> _BRIEF_:
Copy the passage below on sharing preventive care for rheumatoid arthritis patients with general practitioners, reproducing it word for word.

Of course, we should be cognisant of our patients’ risks, and advocate to them for their holistic care. When there’s a workforce shortage, though, it’s hard to argue that we should be regularly spending extra appointments with these patients covering this ground.

I’d suggest there are three things that need to be targeted, systems that need to be changed if we are going to make real progress – action that goes beyond individual responsibility.

First, maybe we need to think about how we can improve workflows with effective clinician networks. We are already delegating some responsibilities, or at least often do – blood tests in stable patients between follow-up appointments, for example. We sometimes try to do the same for vaccinations and cardiovascular risk factor management to our general practitioner colleagues, but we’re very bad at doing it, at least compared to others – our instructions are vague and not enforced in the psyche we imprint on medical students.

Wouldn’t it be better if generalists knew that rheumatoid arthritis conferred similar cardiovascular risk to diabetes, and had clear and accessible guidance as to what monitoring was required? If they knew the influenza risk that RA conferred as a medical student, they probably would be proactive in making this happen – because they are masters at preventative medicine. If we could empower them with consistent, standardised guidance, we would likely find willing friends.

> _EXERCISE DATA_:
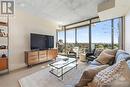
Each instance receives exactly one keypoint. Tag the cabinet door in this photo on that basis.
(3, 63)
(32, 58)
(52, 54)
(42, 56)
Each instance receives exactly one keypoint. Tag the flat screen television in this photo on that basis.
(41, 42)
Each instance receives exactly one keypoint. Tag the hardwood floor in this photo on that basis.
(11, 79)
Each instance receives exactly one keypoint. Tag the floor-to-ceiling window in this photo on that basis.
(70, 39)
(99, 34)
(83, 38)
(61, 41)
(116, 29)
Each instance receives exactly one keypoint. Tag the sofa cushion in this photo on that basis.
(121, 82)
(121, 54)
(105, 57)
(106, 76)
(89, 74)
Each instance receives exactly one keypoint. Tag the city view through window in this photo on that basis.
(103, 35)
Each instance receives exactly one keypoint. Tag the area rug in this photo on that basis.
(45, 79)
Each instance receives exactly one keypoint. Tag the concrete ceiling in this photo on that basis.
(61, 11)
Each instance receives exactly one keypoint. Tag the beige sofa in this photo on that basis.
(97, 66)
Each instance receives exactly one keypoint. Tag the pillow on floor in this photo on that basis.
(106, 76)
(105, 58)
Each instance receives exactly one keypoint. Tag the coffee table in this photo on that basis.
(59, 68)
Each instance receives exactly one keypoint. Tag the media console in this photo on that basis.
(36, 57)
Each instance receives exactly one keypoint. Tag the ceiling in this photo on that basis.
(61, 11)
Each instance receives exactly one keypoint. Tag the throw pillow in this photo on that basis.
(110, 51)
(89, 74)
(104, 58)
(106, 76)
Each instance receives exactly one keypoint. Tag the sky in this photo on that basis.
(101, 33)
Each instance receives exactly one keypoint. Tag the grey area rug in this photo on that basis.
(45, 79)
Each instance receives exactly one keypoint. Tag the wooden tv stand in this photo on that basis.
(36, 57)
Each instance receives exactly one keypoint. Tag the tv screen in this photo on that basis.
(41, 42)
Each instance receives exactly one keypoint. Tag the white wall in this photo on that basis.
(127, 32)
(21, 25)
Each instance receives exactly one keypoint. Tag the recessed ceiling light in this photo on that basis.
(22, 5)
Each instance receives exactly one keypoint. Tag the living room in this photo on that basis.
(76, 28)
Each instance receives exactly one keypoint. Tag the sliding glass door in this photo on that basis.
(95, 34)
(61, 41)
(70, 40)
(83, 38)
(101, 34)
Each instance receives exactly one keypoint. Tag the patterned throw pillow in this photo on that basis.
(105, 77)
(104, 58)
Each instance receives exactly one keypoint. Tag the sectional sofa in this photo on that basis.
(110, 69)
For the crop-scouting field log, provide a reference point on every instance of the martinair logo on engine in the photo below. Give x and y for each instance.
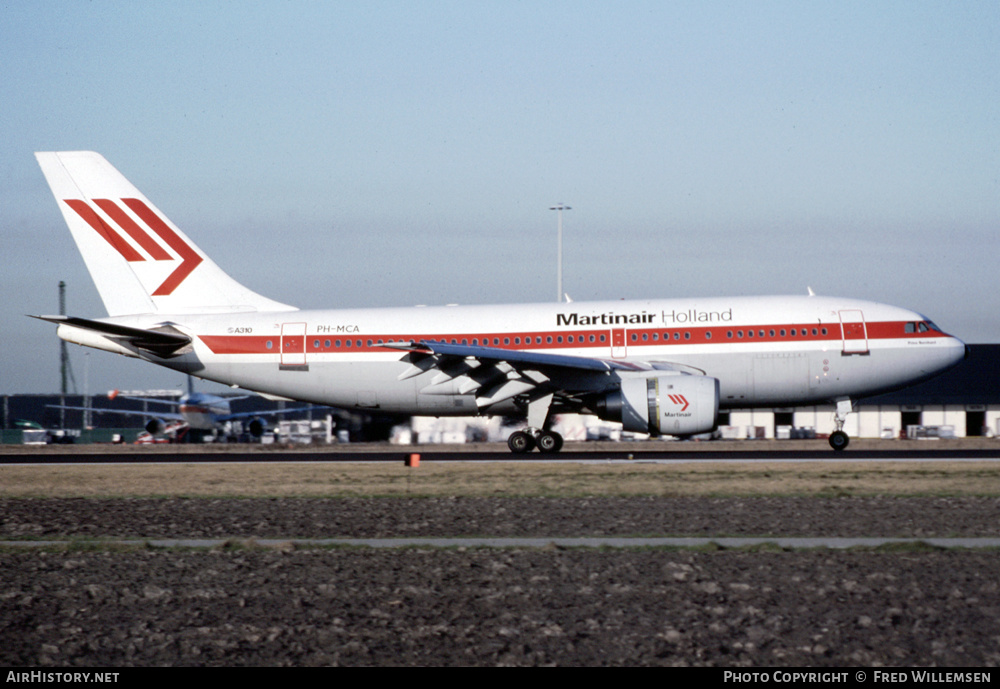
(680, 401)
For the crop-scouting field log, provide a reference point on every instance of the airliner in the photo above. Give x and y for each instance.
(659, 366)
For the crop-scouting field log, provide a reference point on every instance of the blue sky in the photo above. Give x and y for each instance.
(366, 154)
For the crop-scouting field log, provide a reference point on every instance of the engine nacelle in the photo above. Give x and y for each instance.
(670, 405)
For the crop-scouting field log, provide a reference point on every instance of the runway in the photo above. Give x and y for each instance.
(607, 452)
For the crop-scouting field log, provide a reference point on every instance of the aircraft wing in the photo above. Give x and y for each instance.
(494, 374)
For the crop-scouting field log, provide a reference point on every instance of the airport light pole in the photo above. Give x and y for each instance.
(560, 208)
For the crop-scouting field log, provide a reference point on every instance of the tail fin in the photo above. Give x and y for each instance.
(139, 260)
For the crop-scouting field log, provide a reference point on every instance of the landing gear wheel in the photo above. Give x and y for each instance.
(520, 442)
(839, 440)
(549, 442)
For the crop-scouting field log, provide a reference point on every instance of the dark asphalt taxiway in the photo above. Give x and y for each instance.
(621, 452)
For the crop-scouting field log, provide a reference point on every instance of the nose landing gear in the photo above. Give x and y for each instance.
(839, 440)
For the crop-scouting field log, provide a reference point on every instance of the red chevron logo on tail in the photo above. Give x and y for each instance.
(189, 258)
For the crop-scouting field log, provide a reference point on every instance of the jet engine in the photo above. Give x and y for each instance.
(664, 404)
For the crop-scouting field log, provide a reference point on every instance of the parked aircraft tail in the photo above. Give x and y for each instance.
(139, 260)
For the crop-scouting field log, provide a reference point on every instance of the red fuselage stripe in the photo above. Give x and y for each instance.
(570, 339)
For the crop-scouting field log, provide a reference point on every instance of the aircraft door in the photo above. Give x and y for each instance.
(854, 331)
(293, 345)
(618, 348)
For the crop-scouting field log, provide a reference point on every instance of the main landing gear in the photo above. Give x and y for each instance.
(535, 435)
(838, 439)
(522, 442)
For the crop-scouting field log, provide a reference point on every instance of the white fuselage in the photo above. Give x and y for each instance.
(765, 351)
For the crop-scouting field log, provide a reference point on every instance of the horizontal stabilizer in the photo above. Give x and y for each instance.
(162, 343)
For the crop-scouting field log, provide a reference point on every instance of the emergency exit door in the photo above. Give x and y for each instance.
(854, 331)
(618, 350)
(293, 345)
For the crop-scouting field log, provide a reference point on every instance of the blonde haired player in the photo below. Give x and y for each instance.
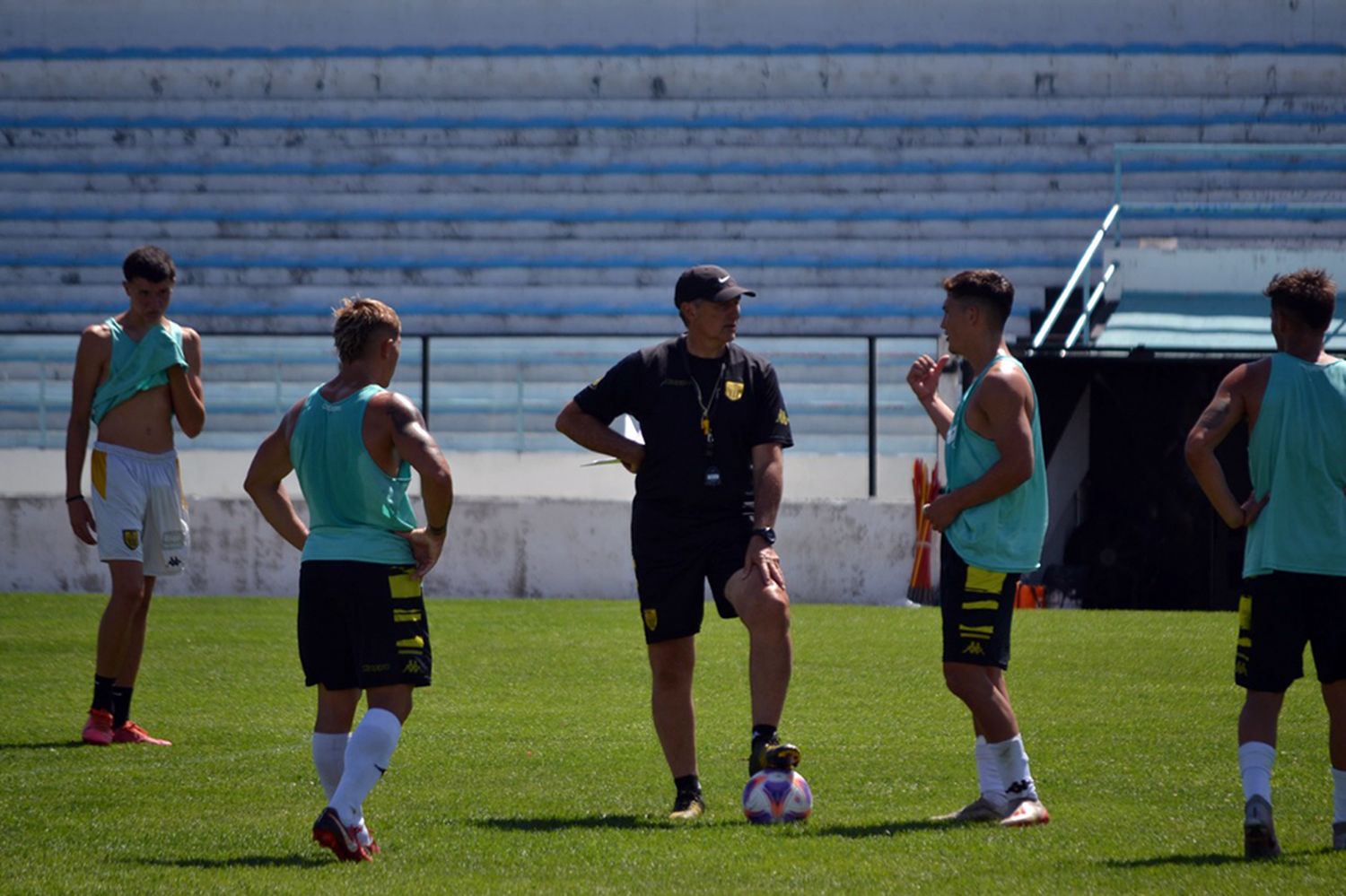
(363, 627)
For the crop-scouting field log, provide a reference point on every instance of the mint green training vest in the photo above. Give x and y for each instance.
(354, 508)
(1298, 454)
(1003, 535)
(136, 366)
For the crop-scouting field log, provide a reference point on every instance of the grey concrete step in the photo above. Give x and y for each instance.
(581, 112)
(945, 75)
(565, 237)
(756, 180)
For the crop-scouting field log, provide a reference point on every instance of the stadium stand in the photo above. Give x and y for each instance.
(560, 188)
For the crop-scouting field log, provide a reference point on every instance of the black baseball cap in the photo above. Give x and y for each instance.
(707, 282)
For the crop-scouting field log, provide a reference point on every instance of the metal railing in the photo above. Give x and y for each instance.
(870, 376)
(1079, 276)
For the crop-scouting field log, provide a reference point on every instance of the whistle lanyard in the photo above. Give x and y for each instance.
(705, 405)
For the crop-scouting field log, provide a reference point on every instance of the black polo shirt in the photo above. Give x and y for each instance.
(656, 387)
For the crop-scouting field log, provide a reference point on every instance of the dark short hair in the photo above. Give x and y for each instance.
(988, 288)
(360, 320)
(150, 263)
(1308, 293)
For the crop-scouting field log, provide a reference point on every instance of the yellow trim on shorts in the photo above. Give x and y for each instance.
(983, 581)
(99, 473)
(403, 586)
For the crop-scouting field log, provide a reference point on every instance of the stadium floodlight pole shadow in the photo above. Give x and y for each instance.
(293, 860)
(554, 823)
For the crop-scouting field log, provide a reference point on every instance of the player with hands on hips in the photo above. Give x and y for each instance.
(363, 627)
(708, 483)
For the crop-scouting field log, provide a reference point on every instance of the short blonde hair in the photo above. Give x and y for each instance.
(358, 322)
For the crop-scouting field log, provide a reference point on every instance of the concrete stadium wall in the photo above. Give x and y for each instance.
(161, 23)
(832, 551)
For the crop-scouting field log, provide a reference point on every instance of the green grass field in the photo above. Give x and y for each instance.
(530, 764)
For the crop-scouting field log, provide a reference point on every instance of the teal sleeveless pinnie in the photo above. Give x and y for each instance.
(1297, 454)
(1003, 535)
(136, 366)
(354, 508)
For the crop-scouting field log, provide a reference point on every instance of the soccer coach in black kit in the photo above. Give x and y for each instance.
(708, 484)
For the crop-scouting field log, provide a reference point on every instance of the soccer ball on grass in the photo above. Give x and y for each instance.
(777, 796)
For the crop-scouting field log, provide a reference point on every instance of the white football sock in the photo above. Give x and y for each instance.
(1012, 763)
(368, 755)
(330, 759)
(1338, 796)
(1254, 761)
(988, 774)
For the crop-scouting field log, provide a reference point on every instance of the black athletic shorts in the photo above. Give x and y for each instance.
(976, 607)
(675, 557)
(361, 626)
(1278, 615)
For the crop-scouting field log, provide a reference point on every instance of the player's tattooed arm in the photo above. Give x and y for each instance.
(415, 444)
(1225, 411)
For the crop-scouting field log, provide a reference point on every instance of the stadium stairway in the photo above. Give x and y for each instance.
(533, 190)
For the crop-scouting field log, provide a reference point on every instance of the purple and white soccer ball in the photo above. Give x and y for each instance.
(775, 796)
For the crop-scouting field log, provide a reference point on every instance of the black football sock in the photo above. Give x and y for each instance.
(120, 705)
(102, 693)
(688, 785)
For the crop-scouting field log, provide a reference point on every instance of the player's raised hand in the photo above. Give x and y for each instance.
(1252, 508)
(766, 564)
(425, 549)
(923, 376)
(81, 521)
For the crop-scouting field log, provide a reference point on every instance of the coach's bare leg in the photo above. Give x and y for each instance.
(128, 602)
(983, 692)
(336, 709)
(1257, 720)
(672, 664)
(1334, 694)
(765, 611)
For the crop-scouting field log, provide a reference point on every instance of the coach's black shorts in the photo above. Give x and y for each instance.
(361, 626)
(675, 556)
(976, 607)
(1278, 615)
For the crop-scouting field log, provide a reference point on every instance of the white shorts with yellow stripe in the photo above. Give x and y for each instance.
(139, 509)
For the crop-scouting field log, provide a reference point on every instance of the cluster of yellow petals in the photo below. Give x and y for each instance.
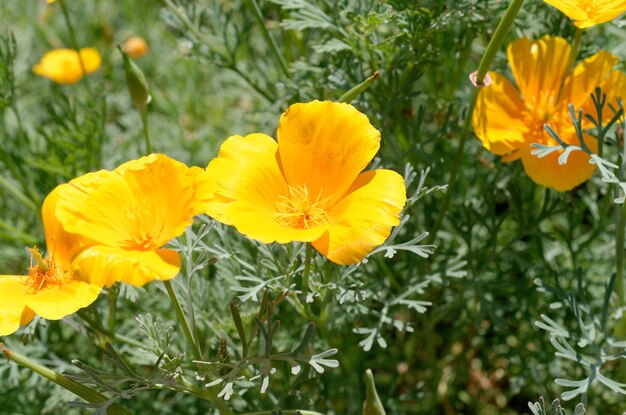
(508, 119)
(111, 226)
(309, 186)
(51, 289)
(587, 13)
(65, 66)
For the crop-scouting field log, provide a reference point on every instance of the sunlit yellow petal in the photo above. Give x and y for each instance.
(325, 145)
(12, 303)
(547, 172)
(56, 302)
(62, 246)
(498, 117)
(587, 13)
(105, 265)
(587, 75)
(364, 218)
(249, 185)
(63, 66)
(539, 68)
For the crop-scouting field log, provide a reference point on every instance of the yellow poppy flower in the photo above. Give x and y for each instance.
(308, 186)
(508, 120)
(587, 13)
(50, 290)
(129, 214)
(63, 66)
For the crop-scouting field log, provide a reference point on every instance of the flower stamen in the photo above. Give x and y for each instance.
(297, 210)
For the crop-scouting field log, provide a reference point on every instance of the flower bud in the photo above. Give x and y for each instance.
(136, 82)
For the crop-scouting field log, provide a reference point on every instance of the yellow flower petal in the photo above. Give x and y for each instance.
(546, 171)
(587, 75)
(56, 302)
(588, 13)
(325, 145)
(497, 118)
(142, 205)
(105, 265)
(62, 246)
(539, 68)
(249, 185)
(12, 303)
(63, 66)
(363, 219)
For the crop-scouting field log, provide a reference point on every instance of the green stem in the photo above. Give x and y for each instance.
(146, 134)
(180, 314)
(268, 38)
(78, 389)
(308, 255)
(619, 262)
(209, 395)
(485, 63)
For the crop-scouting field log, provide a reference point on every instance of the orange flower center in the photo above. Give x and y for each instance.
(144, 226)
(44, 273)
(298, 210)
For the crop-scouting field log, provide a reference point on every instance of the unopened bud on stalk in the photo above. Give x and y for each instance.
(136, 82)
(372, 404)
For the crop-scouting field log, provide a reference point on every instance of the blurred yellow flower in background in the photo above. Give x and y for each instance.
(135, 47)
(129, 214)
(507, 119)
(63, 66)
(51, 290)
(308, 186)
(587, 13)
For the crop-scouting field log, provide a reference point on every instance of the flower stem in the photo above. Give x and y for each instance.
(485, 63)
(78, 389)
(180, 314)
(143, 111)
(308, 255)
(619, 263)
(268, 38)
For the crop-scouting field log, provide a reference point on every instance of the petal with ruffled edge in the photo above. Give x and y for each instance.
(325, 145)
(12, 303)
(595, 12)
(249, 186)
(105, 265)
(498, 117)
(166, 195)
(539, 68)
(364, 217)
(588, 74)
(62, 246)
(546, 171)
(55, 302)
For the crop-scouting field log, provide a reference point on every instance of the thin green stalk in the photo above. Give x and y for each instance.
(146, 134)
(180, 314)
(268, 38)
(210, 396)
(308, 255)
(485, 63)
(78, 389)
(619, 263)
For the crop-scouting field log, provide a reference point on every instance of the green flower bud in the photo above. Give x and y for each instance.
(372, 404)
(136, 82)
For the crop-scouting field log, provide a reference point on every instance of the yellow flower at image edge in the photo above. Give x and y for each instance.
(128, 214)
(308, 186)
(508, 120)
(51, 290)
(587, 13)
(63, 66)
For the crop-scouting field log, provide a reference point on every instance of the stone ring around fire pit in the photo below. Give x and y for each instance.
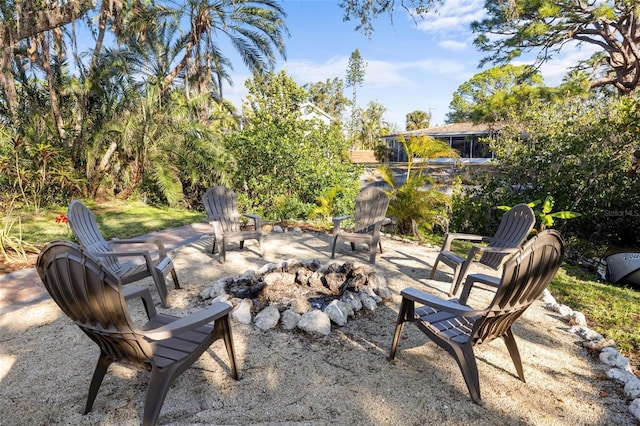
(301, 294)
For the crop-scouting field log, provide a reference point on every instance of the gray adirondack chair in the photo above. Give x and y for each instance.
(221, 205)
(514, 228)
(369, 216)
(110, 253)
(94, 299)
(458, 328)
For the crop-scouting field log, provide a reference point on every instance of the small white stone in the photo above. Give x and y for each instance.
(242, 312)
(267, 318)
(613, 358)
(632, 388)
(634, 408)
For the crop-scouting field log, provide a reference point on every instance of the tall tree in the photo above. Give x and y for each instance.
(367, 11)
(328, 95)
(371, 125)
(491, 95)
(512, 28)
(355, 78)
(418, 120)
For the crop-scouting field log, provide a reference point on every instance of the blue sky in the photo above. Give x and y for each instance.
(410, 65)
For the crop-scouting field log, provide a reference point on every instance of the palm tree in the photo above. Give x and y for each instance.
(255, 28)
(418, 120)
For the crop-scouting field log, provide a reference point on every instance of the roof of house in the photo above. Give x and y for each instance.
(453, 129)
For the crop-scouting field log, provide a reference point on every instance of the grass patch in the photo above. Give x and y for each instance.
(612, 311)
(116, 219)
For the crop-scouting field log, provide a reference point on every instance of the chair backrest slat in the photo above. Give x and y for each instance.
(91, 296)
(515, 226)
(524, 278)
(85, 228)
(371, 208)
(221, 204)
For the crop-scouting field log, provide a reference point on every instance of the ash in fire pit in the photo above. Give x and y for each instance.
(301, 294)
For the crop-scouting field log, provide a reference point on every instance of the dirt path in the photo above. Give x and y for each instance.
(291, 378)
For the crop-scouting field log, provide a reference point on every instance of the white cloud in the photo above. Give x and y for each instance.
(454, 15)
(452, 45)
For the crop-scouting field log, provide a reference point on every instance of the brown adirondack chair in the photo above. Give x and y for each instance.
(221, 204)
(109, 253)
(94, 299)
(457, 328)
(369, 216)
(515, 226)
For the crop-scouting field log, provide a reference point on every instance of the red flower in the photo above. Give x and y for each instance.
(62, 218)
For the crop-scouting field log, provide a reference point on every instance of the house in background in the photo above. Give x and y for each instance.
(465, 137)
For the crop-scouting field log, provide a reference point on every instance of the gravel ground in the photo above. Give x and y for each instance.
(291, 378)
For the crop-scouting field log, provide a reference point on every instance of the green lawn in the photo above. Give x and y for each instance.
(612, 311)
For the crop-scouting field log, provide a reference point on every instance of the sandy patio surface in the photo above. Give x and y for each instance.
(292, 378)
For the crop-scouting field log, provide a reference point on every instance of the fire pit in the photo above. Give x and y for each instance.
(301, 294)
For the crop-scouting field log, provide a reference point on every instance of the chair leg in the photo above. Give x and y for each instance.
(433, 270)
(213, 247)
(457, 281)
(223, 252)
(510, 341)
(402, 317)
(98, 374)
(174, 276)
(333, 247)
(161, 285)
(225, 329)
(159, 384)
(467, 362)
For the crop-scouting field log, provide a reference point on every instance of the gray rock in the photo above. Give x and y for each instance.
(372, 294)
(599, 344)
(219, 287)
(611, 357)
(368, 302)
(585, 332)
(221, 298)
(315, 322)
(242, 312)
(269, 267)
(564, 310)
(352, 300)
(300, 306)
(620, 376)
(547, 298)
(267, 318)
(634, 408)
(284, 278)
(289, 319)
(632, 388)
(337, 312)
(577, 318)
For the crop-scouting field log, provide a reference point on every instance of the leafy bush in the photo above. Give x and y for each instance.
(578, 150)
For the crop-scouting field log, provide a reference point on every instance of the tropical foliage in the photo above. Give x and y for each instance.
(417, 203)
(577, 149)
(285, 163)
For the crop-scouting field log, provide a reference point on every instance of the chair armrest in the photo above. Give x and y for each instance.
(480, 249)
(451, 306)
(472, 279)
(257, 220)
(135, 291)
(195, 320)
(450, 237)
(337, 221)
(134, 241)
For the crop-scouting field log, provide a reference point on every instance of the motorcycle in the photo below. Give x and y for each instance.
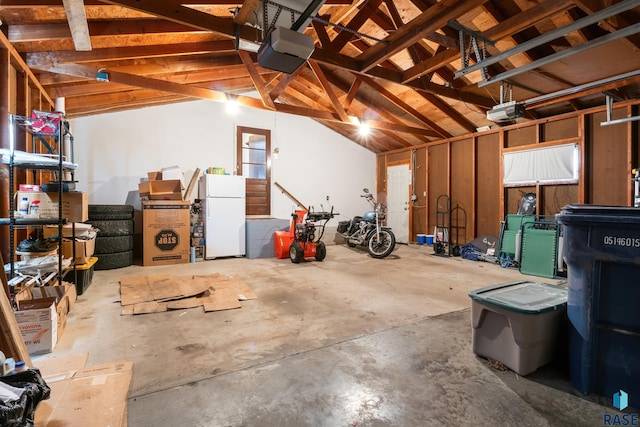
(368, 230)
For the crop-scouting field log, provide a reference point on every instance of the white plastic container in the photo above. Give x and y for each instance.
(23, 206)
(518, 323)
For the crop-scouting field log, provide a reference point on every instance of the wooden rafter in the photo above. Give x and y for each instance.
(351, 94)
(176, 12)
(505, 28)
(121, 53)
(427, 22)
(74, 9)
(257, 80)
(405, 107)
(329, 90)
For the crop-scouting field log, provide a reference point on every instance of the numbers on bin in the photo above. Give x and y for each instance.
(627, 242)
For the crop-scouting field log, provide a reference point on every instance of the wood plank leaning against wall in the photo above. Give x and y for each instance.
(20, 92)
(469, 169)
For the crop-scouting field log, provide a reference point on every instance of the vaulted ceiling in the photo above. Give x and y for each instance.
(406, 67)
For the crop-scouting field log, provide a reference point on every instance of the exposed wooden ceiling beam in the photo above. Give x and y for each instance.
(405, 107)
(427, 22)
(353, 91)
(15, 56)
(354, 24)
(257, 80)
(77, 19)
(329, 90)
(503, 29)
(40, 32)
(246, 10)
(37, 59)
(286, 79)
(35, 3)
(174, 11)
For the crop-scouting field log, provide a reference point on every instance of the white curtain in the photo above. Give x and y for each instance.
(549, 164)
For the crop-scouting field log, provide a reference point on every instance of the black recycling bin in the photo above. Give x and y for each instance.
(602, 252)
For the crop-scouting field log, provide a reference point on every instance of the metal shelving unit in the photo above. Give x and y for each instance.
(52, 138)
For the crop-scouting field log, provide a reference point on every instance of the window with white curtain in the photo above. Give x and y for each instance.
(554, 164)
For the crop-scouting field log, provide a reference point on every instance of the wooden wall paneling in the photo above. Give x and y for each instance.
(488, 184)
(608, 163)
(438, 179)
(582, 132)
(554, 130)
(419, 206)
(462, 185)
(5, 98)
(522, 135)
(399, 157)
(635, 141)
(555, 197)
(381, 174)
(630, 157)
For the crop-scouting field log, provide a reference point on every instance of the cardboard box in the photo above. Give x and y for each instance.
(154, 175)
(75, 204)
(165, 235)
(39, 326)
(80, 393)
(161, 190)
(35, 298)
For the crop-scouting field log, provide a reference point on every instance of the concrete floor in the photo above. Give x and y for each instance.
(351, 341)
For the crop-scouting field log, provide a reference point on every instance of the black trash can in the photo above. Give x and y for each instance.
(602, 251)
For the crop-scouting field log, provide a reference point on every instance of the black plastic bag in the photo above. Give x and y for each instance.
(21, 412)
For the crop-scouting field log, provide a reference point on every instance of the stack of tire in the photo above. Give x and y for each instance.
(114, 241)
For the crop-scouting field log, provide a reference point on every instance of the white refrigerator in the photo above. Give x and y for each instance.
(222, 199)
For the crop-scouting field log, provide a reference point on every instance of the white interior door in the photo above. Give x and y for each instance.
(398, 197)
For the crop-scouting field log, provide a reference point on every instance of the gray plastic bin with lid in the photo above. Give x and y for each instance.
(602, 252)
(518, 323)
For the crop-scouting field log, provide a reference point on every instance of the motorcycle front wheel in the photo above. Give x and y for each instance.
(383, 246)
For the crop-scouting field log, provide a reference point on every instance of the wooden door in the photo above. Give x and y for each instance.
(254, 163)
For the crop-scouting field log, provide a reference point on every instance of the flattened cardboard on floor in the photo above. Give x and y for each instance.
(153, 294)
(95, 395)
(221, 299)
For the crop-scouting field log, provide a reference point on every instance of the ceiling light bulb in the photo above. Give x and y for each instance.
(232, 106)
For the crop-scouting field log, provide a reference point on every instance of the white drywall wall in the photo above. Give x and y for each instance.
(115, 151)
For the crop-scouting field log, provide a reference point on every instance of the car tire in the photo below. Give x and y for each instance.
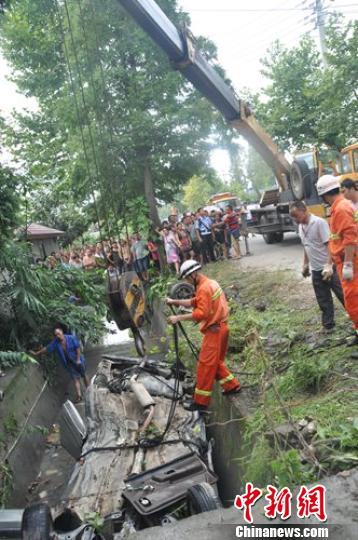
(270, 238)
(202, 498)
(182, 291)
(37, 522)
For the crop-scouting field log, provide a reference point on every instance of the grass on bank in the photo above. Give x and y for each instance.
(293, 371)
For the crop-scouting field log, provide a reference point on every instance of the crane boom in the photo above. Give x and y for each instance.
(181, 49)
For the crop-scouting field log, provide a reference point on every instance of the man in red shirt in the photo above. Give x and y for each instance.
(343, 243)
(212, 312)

> _RESPONSE BELOW_:
Of course, we should be cognisant of our patients’ risks, and advocate to them for their holistic care. When there’s a workforce shortage, though, it’s hard to argue that we should be regularly spending extra appointments with these patients covering this ground.

I’d suggest there are three things that need to be targeted, systems that need to be changed if we are going to make real progress – action that goes beyond individual responsibility.

First, maybe we need to think about how we can improve workflows with effective clinician networks. We are already delegating some responsibilities, or at least often do – blood tests in stable patients between follow-up appointments, for example. We sometimes try to do the same for vaccinations and cardiovascular risk factor management to our general practitioner colleagues, but we’re very bad at doing it, at least compared to others – our instructions are vague and not enforced in the psyche we imprint on medical students.

Wouldn’t it be better if generalists knew that rheumatoid arthritis conferred similar cardiovascular risk to diabetes, and had clear and accessible guidance as to what monitoring was required? If they knew the influenza risk that RA conferred as a medical student, they probably would be proactive in making this happen – because they are masters at preventative medicine. If we could empower them with consistent, standardised guidance, we would likely find willing friends.